Goal: Copy verbatim the portion of the records that runs from their first line through the line containing "297], [167, 210]]", with both ends included.

Exercise materials:
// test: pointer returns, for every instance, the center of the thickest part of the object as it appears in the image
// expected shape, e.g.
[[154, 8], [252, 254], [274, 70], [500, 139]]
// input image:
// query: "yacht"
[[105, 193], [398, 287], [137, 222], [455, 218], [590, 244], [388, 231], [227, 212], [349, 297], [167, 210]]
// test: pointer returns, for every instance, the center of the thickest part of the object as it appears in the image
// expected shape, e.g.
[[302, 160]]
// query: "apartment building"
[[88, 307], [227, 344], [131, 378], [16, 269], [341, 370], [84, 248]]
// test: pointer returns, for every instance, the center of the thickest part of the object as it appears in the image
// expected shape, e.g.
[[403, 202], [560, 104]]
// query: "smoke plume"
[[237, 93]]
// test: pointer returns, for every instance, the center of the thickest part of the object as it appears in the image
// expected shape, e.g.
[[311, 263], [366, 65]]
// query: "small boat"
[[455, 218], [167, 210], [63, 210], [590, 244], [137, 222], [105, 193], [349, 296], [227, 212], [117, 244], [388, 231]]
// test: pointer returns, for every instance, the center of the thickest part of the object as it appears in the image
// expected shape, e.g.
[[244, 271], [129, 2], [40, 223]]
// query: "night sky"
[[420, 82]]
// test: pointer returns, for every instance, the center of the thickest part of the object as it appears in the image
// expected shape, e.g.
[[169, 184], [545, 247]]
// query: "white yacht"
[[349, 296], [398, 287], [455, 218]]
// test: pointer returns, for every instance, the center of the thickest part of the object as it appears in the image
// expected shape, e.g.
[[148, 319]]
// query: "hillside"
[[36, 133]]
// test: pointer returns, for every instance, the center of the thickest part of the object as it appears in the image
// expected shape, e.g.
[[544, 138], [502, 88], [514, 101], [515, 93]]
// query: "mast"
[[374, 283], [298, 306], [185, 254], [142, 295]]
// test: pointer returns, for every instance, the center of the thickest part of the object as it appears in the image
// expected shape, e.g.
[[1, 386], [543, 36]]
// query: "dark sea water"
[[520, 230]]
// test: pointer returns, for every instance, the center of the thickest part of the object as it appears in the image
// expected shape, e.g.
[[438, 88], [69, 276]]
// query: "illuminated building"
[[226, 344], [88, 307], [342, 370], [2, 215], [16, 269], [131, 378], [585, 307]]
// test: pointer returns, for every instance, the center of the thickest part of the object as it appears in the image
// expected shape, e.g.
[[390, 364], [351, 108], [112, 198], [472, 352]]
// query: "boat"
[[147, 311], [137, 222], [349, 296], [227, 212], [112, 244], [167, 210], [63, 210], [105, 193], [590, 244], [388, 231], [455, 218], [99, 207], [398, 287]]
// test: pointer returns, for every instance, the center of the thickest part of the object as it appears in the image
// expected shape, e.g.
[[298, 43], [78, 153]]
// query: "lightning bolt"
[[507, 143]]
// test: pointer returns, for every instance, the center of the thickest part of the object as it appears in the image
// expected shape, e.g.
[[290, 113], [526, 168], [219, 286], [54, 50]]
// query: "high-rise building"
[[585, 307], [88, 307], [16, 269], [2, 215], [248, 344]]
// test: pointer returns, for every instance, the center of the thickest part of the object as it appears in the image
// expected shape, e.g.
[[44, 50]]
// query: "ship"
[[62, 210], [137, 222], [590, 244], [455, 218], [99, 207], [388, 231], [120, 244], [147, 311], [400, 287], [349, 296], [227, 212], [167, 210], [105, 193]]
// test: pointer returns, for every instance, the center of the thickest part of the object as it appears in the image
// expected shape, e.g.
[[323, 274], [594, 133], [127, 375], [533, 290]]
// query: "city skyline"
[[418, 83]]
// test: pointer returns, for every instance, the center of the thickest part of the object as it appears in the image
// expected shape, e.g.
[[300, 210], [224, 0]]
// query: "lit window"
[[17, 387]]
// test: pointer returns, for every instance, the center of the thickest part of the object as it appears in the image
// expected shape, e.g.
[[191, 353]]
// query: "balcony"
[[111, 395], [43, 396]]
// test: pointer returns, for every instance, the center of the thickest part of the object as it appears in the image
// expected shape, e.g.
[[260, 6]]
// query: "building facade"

Solution for this problem:
// test: pointer returns, for every instance, the center of the thickest part of the object as it appears in the image
// expected shape, e.g.
[[154, 8], [252, 254], [274, 70], [500, 139]]
// input image:
// query: "yacht"
[[105, 193], [398, 287], [137, 222], [455, 218], [590, 244], [388, 231], [227, 212], [349, 297], [167, 210]]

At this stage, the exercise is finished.